◆ **EXERCISES TO COMPLETE**
1/ Translate this sentence from the Argyle Secondary School article below into Spanish: "In the 2011–2012 school year, enrollment was 1,445."
2/ Based on the Argyle Secondary School article below, answer yes or no for each statement and quote the words from the article that decide it. (a) The school offers French Immersion. (b) Enrollment in the 2011–2012 school year was over 2,000. (c) The Music Program runs from grade 8 to grade 12.
3/ Go on with the Argyle Secondary School article below, picking up after its last line.

◆ **PAGE TEXT**

Argyle Secondary School is a high school and an arts program focused school in the Upper Lynn Valley school district of North Vancouver (District), in British Columbia, Canada. In the 2011–2012 school year, enrollment was 1,445.

Academics

Argyle offers courses in the humanities, sciences, language arts, business, fine and performing arts, and computer technology. They also offer French Immersion, the Digital Media Academy, a Co-op Program, and a Music Program from grade 8 to grade 12.

Digital Media Department
 Media Design
 Digital Media Development
 Media Arts
 Sound Recording & Design
 Film Production
 3D Animation & Modeling
 Game Design
 Visual Effects
 Graphic Design

Performing Arts: Theatre Department
 Drama (Acting)

◆ **MATERIAL PROVIDED**

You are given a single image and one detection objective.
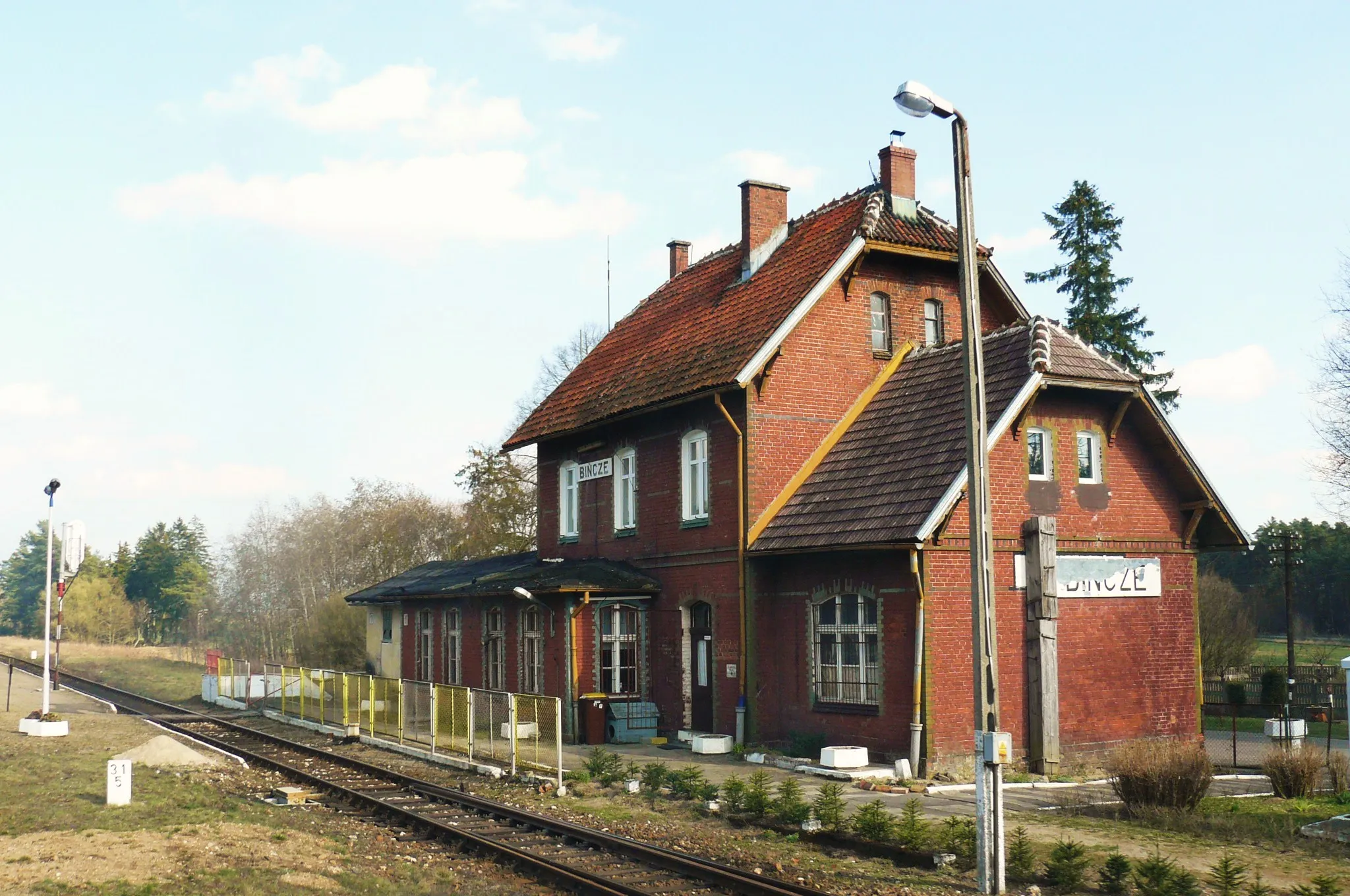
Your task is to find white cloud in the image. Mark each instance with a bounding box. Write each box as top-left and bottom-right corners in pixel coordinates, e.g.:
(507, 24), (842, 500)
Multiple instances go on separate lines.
(539, 22), (624, 62)
(1172, 345), (1280, 402)
(119, 150), (633, 259)
(204, 46), (531, 146)
(558, 105), (599, 121)
(0, 383), (80, 417)
(726, 150), (821, 189)
(984, 227), (1054, 255)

◆ **RESULTS FOR THE EXERCISE**
1/ En el año escolar 2011–2012, la matrícula fue de 1445 estudiantes.

2/
(a) Yes: "They also offer French Immersion"
(b) No: "enrollment was 1,445"
(c) Yes: "a Music Program from grade 8 to grade 12"

3/
 Theatre Company
 Directing & Script Development
 Theatre Production

Performing Arts: Music Department
 Concert Band Music
 Instrumental Music
 Jazz Band Music
 Vocal Choir
 Choral Music
 Vocal ensemble
 Orchestra Music
 Vocal Jazz Choir
 Chamber Choir
 Composition & Music Production

Technology Education Department
 Wood Design
 Architectural Drafting
 Woodwork
 Metalwork
 Art Metal & Jewellery
 Machining & Welding

Visual Arts Department
 General Art
 Art Studio
 Studio Arts 2D
 Studio Arts 3D

External Music Department
 Royal Conservatory of Music
 Victoria Conservatory of Music
 London College of Music
 BC Conservatory of Music
 Conservatory Canada Music
 Royal Schools of Music
 Trinity College London Music

External Dance Department
 Jazz Dance
 Tap Dance
 Ballet
 Cecchetti
 Modern Theatre Dance
 Highland Dancing
 Royal Academy of Dancing

Athletics
The school has teams in volleyball, field hockey, basketball, soccer, track and field, football, rugby, cheer, cross-country, curling, gymnastics, swimming, tennis, mountain biking, ultimate frisbee, and wrestling.

Argyle’s senior cheer team, also known as the Gold Team, went to the World Cheerleading Championships in 2017 and 2019. Both times they came second in the world and first in Canada.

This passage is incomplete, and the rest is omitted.